## 提示文
————
【映画レビュー】愛を積むひと
常々、佐藤浩市の真っ黒すぎるあの髪の毛は不自然だと思っていた私。
本作、『愛を積むひと』での白髪の多いヘアスタイルを見て、「やっぱり自然なこの白髪の方が、断然素敵だわー」と思ってしまいました。
東京で工場を経営しながらアクセク働いていた夫婦が、北海道の美瑛に移住し、愛を積み、愛を見つけていく様を描いた映画『愛を積むひと』。
描きかたが綺麗すぎるきらいはありますが、人と人のつながりの素晴らしさ、形を変えて続いていく人間関係の機微を描いた、心が洗われるような美しい一作です。
<STORY>
東京の蒲田で工場を経営していた小林︎篤史と妻の良子は、工場をたたんで北海道の美瑛に引っ越してきた。良子は家の周りを石塀を囲もうと言い出し、篤史はアルバイトの徹と一緒に作業を始める。愛想のない徹だったが、小林家に空き巣が入り、遭遇した良子が骨折して以来、ガールフレンドの紗英を連れてきて、家事の手伝いをするように。︎篤史と良子は徹と紗英︎を、実の子どもたちのように可愛がっていたが、良子は突然倒れてしまう…。
<解説>
2002年にアメリカで出版されたエドワード・ムーニー・Jr.の小説「石を積むひと」を、舞台を日本に置き換えて映画化した本作『愛を積むひと』。
佐藤浩市と樋口可南子が長年苦労を共にし、老後を北海道で過ごす為に転居してきた夫婦を演じています。
妻・良子の希望で、夫・篤史は家のまわりに石を積んで、石塀を作り始めます。
————
## 抽出データ
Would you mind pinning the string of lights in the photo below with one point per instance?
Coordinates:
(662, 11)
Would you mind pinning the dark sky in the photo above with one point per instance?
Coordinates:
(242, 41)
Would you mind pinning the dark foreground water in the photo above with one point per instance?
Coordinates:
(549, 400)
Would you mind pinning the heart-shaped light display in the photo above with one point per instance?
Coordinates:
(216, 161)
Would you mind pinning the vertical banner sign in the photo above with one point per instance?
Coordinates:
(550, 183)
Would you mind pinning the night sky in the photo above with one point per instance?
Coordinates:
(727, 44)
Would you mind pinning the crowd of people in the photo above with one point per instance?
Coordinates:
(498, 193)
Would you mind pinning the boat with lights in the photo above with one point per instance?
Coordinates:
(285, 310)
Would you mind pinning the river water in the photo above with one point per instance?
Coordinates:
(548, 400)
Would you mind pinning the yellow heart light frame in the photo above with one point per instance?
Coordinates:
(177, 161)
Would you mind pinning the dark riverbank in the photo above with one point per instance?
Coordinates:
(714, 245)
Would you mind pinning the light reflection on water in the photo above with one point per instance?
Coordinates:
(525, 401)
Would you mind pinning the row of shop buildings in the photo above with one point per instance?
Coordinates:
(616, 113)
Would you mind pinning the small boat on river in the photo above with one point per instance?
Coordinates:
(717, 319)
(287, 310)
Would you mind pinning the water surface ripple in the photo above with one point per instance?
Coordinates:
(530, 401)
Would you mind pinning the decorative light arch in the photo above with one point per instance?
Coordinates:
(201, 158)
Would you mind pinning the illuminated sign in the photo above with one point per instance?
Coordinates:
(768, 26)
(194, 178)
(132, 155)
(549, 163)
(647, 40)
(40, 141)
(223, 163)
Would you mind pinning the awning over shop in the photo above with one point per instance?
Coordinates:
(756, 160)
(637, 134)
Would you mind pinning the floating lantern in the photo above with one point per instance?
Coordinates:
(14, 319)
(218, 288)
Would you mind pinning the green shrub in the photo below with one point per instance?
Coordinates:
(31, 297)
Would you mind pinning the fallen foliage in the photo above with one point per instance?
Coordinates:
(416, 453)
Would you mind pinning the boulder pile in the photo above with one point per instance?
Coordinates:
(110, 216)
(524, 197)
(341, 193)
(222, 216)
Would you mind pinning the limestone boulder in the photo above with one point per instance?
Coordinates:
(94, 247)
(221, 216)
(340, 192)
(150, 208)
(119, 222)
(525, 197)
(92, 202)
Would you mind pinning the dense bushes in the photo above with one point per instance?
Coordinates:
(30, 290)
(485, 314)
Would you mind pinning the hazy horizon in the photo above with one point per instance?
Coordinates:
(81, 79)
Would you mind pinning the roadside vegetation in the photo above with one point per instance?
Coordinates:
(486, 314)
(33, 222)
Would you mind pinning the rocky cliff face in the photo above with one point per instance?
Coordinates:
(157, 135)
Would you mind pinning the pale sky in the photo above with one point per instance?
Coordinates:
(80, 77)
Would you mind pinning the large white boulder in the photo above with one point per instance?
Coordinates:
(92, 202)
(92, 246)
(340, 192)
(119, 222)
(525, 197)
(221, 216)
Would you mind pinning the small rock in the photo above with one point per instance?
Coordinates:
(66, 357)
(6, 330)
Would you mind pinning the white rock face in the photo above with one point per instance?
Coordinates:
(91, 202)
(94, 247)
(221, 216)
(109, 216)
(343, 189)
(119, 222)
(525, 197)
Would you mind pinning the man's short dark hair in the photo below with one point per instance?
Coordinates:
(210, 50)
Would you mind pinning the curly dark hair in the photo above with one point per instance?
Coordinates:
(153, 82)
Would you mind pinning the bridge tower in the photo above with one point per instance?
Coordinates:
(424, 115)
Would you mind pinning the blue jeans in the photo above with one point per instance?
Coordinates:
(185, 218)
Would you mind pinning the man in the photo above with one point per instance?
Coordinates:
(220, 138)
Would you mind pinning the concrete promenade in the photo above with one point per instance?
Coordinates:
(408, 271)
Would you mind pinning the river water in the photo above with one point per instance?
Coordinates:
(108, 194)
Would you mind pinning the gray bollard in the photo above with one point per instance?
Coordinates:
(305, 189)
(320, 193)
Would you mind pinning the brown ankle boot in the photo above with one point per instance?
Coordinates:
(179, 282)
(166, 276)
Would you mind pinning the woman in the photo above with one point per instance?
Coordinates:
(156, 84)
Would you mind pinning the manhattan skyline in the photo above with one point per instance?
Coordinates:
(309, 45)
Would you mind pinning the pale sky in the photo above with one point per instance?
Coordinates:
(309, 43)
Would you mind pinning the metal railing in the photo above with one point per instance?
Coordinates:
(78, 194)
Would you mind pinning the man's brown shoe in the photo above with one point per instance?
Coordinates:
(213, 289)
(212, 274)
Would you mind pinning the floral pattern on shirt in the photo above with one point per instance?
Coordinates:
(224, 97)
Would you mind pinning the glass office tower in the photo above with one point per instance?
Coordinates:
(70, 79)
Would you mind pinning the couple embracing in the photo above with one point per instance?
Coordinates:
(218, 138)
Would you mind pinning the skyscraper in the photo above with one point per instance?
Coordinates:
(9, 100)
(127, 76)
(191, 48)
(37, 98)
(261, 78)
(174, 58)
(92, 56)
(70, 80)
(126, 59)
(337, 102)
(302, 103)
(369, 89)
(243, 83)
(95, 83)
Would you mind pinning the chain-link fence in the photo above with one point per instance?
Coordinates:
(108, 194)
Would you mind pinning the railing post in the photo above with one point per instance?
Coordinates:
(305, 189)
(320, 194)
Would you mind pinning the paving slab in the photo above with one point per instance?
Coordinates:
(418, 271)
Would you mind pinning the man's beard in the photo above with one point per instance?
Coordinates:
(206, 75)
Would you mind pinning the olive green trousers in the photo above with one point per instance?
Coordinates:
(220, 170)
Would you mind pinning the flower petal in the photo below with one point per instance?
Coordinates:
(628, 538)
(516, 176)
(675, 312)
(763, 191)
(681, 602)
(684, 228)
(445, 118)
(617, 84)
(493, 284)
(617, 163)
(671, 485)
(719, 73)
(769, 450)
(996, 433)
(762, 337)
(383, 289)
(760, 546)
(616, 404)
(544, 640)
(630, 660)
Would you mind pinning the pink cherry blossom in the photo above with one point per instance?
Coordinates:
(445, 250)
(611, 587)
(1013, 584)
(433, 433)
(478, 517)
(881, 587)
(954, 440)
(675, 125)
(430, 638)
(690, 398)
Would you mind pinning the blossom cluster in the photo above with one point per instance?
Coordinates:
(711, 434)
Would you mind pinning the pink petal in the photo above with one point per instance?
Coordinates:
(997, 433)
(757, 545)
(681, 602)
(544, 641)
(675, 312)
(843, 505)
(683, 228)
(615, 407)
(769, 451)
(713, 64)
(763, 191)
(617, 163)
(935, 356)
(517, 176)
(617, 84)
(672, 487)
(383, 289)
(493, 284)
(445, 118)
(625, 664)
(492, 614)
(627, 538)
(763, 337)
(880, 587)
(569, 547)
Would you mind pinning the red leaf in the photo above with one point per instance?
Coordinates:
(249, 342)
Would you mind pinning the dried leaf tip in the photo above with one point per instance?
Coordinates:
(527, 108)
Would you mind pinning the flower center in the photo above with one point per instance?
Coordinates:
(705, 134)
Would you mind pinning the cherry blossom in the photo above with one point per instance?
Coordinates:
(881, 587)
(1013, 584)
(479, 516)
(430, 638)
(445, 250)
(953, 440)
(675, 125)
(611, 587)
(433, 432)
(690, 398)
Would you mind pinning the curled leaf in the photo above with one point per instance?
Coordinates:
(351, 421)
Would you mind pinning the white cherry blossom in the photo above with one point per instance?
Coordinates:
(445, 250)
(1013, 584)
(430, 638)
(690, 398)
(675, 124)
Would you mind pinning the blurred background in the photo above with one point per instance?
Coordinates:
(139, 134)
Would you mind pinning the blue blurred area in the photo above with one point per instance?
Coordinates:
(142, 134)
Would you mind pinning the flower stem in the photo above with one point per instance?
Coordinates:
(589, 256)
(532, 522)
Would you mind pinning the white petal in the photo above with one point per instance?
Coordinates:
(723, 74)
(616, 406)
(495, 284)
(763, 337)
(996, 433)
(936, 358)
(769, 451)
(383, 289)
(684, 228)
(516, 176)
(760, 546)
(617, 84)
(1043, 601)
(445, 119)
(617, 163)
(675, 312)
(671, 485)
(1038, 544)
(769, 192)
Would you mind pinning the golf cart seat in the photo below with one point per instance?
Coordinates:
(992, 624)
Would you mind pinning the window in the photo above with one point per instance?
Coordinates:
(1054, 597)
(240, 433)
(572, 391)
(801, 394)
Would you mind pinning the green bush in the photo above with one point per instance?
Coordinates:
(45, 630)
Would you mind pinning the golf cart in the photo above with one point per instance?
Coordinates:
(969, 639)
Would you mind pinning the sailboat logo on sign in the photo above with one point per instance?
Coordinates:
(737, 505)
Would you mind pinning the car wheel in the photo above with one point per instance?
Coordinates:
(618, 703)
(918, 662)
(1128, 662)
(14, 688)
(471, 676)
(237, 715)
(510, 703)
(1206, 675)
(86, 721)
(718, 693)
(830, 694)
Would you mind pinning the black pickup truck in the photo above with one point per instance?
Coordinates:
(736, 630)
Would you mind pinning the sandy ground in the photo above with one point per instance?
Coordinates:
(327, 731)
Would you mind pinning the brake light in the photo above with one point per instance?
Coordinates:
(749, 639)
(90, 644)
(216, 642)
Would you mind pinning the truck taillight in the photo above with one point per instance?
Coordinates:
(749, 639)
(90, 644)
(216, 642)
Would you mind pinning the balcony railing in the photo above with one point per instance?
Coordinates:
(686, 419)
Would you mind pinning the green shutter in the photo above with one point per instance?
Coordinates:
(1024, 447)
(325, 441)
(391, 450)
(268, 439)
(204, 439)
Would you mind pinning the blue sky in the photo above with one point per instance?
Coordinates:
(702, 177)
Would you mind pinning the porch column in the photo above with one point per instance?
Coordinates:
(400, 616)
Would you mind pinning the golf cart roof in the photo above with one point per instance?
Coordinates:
————
## 課題一覧
1. この映画レビューについて、次の問いに答えなさい。
(a) 夫婦が工場をたたんで引っ越した先はどこか。
(b) 徹が小林家に連れてきたガールフレンドの名前は何か。
(c) 原作の小説「石を積むひと」は何年にどの国で出版されたか。
2. この映画レビューのうち、「本作、『愛を積むひと』での白」で始まり「われるような美しい一作です。」で終わる部分を一字も変えずに書き写しなさい。

## 正答
1.
(a) 北海道の美瑛
(b) 紗英
(c) 2002年、アメリカ

2.
本作、『愛を積むひと』での白髪の多いヘアスタイルを見て、「やっぱり自然なこの白髪の方が、断然素敵だわー」と思ってしまいました。
東京で工場を経営しながらアクセク働いていた夫婦が、北海道の美瑛に移住し、愛を積み、愛を見つけていく様を描いた映画『愛を積むひと』。
描きかたが綺麗すぎるきらいはありますが、人と人のつながりの素晴らしさ、形を変えて続いていく人間関係の機微を描いた、心が洗われるような美しい一作です。